[EXERCISE PROMPT] Turn the stretch of the records from their start through the line containing "[0,266,332,575]" into a JSON list of strings, one string per line, leaving out blank lines. Include that final line and nothing after it.
-------- DATA FOR THIS TASK --------
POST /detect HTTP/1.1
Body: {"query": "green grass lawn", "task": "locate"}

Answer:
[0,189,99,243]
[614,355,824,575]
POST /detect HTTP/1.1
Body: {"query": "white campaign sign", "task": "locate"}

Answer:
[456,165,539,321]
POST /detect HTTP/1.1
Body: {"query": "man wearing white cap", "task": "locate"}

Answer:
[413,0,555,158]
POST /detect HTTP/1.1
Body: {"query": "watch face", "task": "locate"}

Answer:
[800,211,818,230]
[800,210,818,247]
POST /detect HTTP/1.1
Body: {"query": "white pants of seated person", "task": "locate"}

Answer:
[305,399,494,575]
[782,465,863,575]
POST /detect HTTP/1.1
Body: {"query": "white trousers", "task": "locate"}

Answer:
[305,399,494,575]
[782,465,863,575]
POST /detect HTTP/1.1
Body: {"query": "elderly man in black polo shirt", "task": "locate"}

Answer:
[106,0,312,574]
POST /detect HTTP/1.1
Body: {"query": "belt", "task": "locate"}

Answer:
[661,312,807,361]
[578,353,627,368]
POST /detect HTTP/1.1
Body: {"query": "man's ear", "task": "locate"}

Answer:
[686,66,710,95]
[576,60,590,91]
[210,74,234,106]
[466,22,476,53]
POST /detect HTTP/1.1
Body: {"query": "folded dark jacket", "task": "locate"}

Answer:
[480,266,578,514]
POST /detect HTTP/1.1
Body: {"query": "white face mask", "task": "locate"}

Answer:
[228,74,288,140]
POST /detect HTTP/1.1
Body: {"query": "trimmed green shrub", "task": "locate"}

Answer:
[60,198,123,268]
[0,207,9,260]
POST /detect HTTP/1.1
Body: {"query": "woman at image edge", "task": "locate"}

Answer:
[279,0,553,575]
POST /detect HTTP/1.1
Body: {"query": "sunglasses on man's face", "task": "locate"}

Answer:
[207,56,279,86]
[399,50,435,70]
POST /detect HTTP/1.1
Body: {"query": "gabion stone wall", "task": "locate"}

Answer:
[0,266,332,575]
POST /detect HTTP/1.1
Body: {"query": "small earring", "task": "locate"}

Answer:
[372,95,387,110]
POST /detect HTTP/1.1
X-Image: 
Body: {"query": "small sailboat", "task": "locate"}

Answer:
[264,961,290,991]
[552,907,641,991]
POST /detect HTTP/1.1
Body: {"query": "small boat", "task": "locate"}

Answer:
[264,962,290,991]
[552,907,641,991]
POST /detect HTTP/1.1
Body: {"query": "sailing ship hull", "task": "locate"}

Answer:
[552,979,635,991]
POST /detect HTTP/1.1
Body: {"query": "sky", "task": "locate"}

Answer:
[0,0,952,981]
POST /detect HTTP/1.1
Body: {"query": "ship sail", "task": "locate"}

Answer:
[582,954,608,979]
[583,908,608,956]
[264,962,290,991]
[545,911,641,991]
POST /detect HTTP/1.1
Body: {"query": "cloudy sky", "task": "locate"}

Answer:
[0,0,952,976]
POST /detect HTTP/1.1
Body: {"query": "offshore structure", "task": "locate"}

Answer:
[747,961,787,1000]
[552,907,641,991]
--------
[RESULT OF THE TASK]
[
  "POST /detect HTTP/1.1",
  "Body: {\"query\": \"green grass lawn\", \"task\": \"locate\"}",
  "Answer:",
  "[0,189,99,243]",
  "[614,355,824,575]",
  "POST /detect HTTP/1.1",
  "Body: {\"query\": \"white campaign sign\", \"task\": \"locate\"}",
  "Answer:",
  "[456,165,539,321]",
  "POST /detect HTTP/1.1",
  "Body: {\"query\": \"man wearing white cap\", \"task\": \"locate\"}",
  "Answer:",
  "[413,0,555,158]",
  "POST /detect HTTP/1.1",
  "Body: {\"query\": \"watch face\", \"task\": \"locate\"}",
  "Answer:",
  "[800,211,818,230]",
  "[800,210,818,247]",
  "POST /detect HTTP/1.1",
  "Body: {\"query\": \"white pants of seated person\", \"task\": \"locate\"}",
  "Answer:",
  "[305,399,494,575]",
  "[782,465,863,575]",
  "POST /detect HTTP/1.1",
  "Body: {\"query\": \"white trousers\", \"task\": \"locate\"}",
  "Answer:",
  "[305,399,494,575]",
  "[782,465,863,575]",
  "POST /detect HTTP/1.1",
  "Body: {\"query\": \"elderly man in black polo shirt\", \"task\": \"locate\"}",
  "Answer:",
  "[106,0,312,574]",
  "POST /detect HTTP/1.1",
  "Body: {\"query\": \"belt\", \"task\": \"locate\"}",
  "Answer:",
  "[661,312,807,361]",
  "[578,353,627,368]",
  "POST /detect HTTP/1.1",
  "Body: {\"query\": \"man's ear\", \"task\": \"locate\"}",
  "Answer:",
  "[686,66,710,95]",
  "[576,60,590,91]",
  "[210,74,234,106]",
  "[466,22,476,53]",
  "POST /detect HTTP/1.1",
  "Body: {\"query\": \"folded dark jacket\", \"task\": \"locate\"}",
  "Answer:",
  "[480,266,578,514]",
  "POST /detect HTTP/1.1",
  "Body: {\"query\": \"white face mask\", \"task\": \"locate\"}",
  "Answer:",
  "[228,74,288,140]",
  "POST /detect HTTP/1.1",
  "Body: {\"query\": \"trimmed green shrub\", \"task\": \"locate\"}",
  "Answer:",
  "[60,198,123,268]",
  "[0,207,9,260]",
  "POST /detect HTTP/1.1",
  "Body: {\"query\": \"woman at image edge\", \"task\": \"locate\"}",
  "Answer:",
  "[279,0,553,575]",
  "POST /detect HTTP/1.1",
  "Body: {\"query\": \"sunglasses on man's face\", \"task\": \"locate\"}",
  "Answer:",
  "[207,56,279,86]",
  "[399,50,435,70]",
  "POST /detect HTTP/1.1",
  "Body: {\"query\": \"gabion stone wall\", \"task\": \"locate\"}",
  "Answer:",
  "[0,266,332,575]"
]